▸ **Objective 1**: In the passage on online proof of humanity, what problem does the essay it cites explicitly name for this approach?
▸ **Objective 2**: Extend the passage on online proof of humanity with a continuation that begins after its final sentence.

▸ **Selected passage**:
· · · · ·
Receiving the flowers is one thing. Then having a video shared about it is another thing. And even beyond that, the second can also affect the perception on the first: maybe you thought it was something random at first, but then you realize it wasn't.
It's not like something changed magically for no reason because humans are weird.
But does it allow you to anonymously prove that you are a human? You don't want to go telling random websites who you are.
No one says this can't be done. In fact, it's explicitly mentioned in the essay, that the problem this approach has is that it's centralized and you typically can't use it as an anonymous proof of humanity, or disclosing information selectively.
So, why is this important? Well, while you can still make a website and trust you won't be popular enough to become a target, the truth is that without proof of uniqueness / humanity, many services and systems can't be put to the service of the people without potentially falling into an insane battle against spam, in protection of user data, in protection of privacy, etc. And while you can absolutely build lots of things without giving a shit about all this and actually be successful, it's simply immoral (and progressively becoming more and more legally restricted). If this was a solved problem, digital services could finally become truly democratized. Nowadays, this is the main issue preventing many programmers from setting up useful services, very often intended to serve the local community, requiring us instead to start a whole company, getting in touch with some lawyers and storing user data like their actual state IDs. Which we can't do if we don't intend to monetize the service! Without this barrier, we could really do a lot more for our local communities in the digital space.
· · · · ·
▸ **Data provided**:
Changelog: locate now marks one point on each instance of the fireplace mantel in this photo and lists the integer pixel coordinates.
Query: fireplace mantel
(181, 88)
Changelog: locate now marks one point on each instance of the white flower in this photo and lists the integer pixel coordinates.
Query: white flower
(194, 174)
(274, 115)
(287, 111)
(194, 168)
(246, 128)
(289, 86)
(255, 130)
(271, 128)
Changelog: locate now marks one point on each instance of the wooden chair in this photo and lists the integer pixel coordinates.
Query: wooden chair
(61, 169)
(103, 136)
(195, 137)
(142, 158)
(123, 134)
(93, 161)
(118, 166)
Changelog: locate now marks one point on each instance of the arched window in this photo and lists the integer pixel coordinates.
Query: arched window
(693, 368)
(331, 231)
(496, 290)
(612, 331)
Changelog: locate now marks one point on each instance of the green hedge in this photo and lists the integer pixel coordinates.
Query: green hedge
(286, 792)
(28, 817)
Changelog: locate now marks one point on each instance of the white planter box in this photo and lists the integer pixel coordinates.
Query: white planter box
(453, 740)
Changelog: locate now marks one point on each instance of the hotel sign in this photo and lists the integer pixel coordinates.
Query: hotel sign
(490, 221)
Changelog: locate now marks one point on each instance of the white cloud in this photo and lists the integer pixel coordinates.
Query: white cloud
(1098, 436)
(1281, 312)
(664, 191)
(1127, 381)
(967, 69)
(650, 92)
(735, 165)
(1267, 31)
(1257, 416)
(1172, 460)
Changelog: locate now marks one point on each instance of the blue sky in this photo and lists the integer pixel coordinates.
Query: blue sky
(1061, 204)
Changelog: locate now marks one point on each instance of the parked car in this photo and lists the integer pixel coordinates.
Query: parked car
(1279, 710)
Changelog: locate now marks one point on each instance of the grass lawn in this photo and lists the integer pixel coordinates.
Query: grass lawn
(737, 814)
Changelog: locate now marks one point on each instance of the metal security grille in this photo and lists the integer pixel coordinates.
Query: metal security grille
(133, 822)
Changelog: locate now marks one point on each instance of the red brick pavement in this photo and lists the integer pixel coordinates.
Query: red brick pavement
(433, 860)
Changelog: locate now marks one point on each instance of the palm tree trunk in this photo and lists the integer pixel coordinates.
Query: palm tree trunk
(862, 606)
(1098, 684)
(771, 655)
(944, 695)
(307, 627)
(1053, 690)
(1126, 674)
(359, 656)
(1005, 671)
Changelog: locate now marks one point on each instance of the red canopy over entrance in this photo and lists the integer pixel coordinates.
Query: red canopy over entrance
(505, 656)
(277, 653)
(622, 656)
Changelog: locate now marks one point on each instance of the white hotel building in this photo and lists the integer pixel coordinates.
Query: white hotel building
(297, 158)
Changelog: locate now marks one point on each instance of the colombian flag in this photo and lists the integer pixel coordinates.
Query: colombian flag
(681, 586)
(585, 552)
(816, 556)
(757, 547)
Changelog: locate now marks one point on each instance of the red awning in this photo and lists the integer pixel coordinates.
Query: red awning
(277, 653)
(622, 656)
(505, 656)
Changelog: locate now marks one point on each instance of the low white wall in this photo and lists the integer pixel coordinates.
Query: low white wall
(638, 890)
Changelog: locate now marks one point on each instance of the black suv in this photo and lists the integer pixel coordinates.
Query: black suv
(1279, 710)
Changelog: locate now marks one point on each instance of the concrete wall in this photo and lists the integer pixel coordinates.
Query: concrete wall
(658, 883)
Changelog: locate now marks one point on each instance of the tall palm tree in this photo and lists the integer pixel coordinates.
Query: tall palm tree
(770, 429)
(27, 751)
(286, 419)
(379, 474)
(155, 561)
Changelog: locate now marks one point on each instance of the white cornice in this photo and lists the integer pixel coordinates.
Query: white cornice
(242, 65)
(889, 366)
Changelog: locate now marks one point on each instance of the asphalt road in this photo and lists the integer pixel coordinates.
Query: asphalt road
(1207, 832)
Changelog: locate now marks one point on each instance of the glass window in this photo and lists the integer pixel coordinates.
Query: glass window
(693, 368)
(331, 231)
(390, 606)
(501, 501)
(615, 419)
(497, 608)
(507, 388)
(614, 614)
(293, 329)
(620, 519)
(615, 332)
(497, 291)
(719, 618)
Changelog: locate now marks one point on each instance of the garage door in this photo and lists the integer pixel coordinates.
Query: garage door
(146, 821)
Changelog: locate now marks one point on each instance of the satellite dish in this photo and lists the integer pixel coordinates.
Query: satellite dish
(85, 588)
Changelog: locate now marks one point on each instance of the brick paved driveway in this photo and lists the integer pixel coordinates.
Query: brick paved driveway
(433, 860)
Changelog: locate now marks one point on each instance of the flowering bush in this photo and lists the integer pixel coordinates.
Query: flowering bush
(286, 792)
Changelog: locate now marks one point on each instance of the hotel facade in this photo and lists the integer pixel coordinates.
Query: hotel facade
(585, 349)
· · · · ·
▸ **Task answer 1**: The approach is centralized and typically can't be used as an anonymous proof of humanity or for disclosing information selectively.

▸ **Task answer 2**:
This reply hits the nail on the head, but I’ll just add that this isn’t only a benefit to small scale services. I’ve been at well funded startups and medium sized companies where we spent quite a bit of time and effort dealing with spam and bot activity, to the point of making trade offs in the product to lower the impact of bad actors. Even companies that are more or less successful at this spend a TON of money and engineering resources on this problem, and it still manages to detract from the UX (think Twitter bots). I wouldn’t be surprised if the economic benefit of a technical solution to this problem was on the order of tens of billions of $$.
In a local context, many kinds of "social networks" or spaces to share things with other people from the same area, specially related to art and culture. Also many local associations organizing events could use unique identities to make it easier to make reserves for events with food, races, slots in talks, concerts, etc. Many other kinds of specific applications are also possible. You could even organize games and augmented reality activities much more easily if people didn't have to create accounts for everything, we had an easy way to verify that a human is trying to use the service... and even more if we could verify some info like "this person is from this area" (though there are some workarounds for that). Mostly, use tech to reivindicate public space, which public administrations have a tendency to mismanage as if it was their own private space (lack of vision is typically also an issue). There are many other ways to do similar things, but that's what I had in mind when I talked about democratization.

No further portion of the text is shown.